Le professioni sociali che per anni hanno contribuito a creare in Sardegna una estesa rete dei servizi alla persona, temono che l’attuale giunta regionale presieduta da Francesco Pigliaru intenda realizzare grossi passi indietro e affermare esclusivamente una profonda discontinuità rispetto alle realizzazioni degli anni passati senza proporre strategie organiche che rispondano alle nuove esigenze che esprime la popolazione. Quella che sta emergendo non è la modernità o un sistema finalmente dinamico e affidabile, ma l’approssimazione e la progettazione di programmi di intervento realizzata senza una specifica competenza in materia di servizi sociali.

Il rischio è il ritorno al sistema assistenziale residuale che molti di noi hanno conosciuto prima della legge regionale 23/2005 e prima ancora della legge 4/88 con interventi frammentati in percorsi di cura non coordinati, privi di competenze professionali, privi di strategia e di obiettivi condivisi.

Ciò che si sta consolidando nella distribuzione delle risorse e nell’individuazione delle priorità è una sorta di “rating” delle sofferenze umane di cui è difficile comprendere i criteri e la logica: si prevedono incrementi particolarmente generosi nel supporto e nella protezione di alcune condizioni patologiche, altre sono sacrificate pesantemente, senza una visione complessiva e professionale dei nuovi e dei vecchi rischi sociali presenti nella nostra Isola.

▶ **MATERIALE FORNITO**:
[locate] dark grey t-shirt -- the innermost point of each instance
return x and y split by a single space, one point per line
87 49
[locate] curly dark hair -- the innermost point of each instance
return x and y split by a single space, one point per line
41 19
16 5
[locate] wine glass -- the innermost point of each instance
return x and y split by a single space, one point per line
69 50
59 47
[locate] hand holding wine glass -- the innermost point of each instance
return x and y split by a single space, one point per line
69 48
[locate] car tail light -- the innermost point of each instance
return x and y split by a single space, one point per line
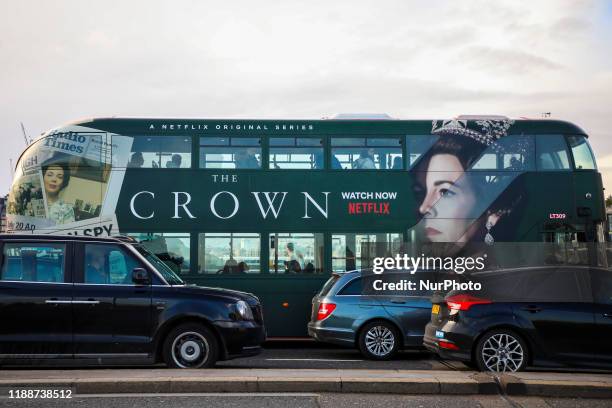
325 310
464 302
447 345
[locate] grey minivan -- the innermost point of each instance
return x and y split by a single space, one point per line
377 325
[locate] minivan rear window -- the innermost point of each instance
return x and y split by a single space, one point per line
328 285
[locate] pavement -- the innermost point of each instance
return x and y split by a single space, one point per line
274 380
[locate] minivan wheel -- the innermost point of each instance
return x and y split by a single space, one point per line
378 340
190 346
501 350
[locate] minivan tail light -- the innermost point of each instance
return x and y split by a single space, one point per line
325 310
464 302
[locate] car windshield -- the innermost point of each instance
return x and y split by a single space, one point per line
168 274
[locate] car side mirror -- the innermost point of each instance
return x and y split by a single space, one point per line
140 276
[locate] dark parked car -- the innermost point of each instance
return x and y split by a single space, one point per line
545 316
377 325
110 301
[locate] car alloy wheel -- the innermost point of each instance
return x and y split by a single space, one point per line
190 350
190 346
502 352
380 341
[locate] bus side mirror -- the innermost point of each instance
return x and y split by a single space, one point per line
140 276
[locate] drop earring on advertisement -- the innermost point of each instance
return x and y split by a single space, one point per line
488 237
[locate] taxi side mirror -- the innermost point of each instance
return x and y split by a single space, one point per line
140 276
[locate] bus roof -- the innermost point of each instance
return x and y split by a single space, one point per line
143 126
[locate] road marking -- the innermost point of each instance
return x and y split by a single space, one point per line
201 394
311 359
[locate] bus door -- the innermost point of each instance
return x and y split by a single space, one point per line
567 243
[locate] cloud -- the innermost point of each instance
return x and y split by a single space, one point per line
508 61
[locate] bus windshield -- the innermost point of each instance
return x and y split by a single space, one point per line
168 274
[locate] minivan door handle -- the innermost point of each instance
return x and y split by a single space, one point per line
86 302
56 301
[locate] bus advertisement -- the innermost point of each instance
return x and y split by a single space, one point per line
273 207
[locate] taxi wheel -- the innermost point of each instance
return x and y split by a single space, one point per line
379 340
501 350
190 346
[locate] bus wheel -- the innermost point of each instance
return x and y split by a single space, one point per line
190 346
378 340
501 350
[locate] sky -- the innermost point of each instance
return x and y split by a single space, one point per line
65 60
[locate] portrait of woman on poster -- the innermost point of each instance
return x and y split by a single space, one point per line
56 177
460 206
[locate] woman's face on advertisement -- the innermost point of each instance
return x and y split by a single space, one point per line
53 179
449 200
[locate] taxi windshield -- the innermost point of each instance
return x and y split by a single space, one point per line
167 273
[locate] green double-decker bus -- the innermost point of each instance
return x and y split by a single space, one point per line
273 207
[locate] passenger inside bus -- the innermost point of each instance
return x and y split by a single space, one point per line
175 162
136 160
246 159
365 160
295 259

▶ **COMPLETA QUANTO SEGUE**:
1 > Trascrivi dall'estratto sui servizi sociali in Sardegna il tratto che va da "Le professioni sociali" fino a "di servizi sociali.".
2 > Rispondi a queste domande sull'estratto sui servizi sociali in Sardegna.
(a) Chi presiede l'attuale giunta regionale?
(b) Quali due leggi sono indicate come punti di riferimento del periodo precedente?
(c) Quale parola, posta tra virgolette, descrive ciò che si sta consolidando nella distribuzione delle risorse?
3 > Scrivi il seguito dell'estratto sui servizi sociali in Sardegna, riprendendo dopo la sua ultima frase.

▶ **I RISULTATI**:
1 >
Le professioni sociali che per anni hanno contribuito a creare in Sardegna una estesa rete dei servizi alla persona, temono che l’attuale giunta regionale presieduta da Francesco Pigliaru intenda realizzare grossi passi indietro e affermare esclusivamente una profonda discontinuità rispetto alle realizzazioni degli anni passati senza proporre strategie organiche che rispondano alle nuove esigenze che esprime la popolazione. Quella che sta emergendo non è la modernità o un sistema finalmente dinamico e affidabile, ma l’approssimazione e la progettazione di programmi di intervento realizzata senza una specifica competenza in materia di servizi sociali.

2 >
(a) Francesco Pigliaru.
(b) La legge regionale 23/2005 e la legge 4/88.
(c) "Rating".

3 >
In questo modo, principalmente, si accrescono i costi e, allo stesso tempo, si riduce la copertura dei servizi assicurati alla maggioranza della popolazione, si riduce l’equità nella distribuzione delle prestazioni tra i vari gruppi sociali e nelle varie fasi di vita.

Proteste, incontri e dibattiti pubblici non sono riusciti ad invertire decisioni prive di ragionevolezza che hanno sospeso per mesi e successivamente ridotto i finanziamenti annuali che la Regione assicurava regolarmente da più di dieci anni alle comunità per l’accoglienza di giovani e adulti sottoposti a misure restrittive, alle case di accoglienza e ai centri antiviolenza. Rinvii e proroghe, provvedimenti parziali e inadeguati stanno erodendo ogni eccellenza e l’organicità dei programmi regionali su cui si fondano le politiche sociali in Sardegna.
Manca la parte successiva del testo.